# TAREA REQUERIDA:
Imprima sin ninguna modificación las líneas de los registros que van desde la que contiene "One point belongs to every instance of the hazy" hasta el final de los registros, incluidos ambos extremos.

Datos de etiquetado por coordenadas:
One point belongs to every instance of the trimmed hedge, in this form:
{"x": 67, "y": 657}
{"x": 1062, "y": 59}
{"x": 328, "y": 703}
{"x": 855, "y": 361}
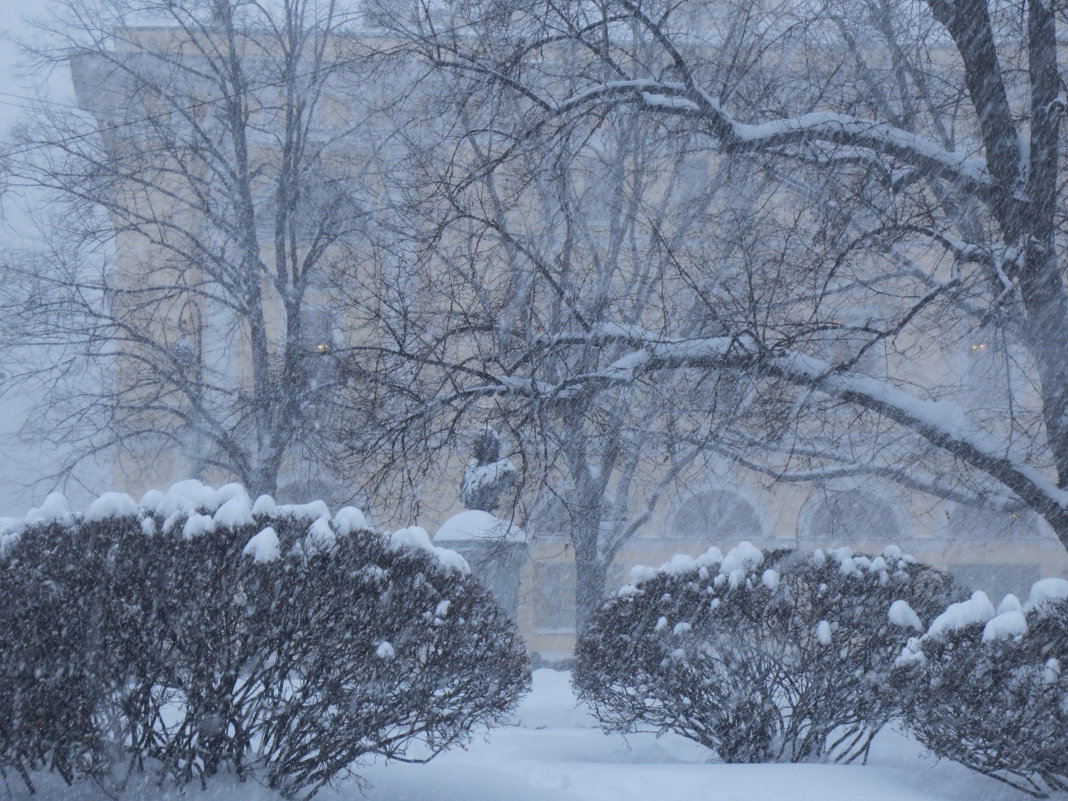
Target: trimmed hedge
{"x": 759, "y": 657}
{"x": 990, "y": 690}
{"x": 197, "y": 633}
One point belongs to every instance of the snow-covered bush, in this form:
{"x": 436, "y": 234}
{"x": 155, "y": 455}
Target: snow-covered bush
{"x": 991, "y": 687}
{"x": 197, "y": 632}
{"x": 759, "y": 657}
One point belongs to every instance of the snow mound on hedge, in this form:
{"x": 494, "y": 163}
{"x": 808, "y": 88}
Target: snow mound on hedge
{"x": 745, "y": 558}
{"x": 190, "y": 508}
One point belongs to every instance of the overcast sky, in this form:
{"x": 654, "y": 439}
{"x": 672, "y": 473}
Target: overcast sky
{"x": 19, "y": 461}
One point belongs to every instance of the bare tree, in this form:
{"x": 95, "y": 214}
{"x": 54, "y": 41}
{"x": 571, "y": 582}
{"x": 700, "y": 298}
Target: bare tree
{"x": 562, "y": 252}
{"x": 929, "y": 179}
{"x": 207, "y": 197}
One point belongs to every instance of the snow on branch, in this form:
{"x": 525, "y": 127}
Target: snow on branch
{"x": 942, "y": 423}
{"x": 830, "y": 127}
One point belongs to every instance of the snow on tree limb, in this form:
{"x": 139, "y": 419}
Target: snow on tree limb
{"x": 834, "y": 128}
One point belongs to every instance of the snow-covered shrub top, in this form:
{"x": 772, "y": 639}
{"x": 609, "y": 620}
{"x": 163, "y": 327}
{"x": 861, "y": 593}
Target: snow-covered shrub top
{"x": 278, "y": 641}
{"x": 190, "y": 508}
{"x": 988, "y": 686}
{"x": 976, "y": 616}
{"x": 723, "y": 647}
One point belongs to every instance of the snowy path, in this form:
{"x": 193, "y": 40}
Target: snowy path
{"x": 558, "y": 753}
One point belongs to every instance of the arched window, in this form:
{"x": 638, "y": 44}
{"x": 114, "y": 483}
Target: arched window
{"x": 716, "y": 515}
{"x": 839, "y": 517}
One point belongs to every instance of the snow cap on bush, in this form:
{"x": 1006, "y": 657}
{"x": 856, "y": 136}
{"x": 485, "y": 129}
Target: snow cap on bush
{"x": 310, "y": 639}
{"x": 695, "y": 647}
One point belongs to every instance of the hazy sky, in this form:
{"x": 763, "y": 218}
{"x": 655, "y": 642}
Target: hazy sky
{"x": 20, "y": 462}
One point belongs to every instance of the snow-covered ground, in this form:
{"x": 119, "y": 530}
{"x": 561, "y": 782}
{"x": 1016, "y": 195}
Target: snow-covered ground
{"x": 556, "y": 753}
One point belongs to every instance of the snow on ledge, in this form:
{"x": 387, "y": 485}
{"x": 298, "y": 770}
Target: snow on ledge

# TAREA RESUELTA:
One point belongs to every instance of the hazy sky, in this form:
{"x": 763, "y": 218}
{"x": 655, "y": 642}
Target: hazy sky
{"x": 20, "y": 462}
One point belongs to every instance of the snow-covered ground, in this form:
{"x": 119, "y": 530}
{"x": 561, "y": 782}
{"x": 1016, "y": 195}
Target: snow-covered ground
{"x": 556, "y": 753}
One point belongs to every instance of the snow on ledge, in this form:
{"x": 387, "y": 485}
{"x": 298, "y": 770}
Target: snow on ledge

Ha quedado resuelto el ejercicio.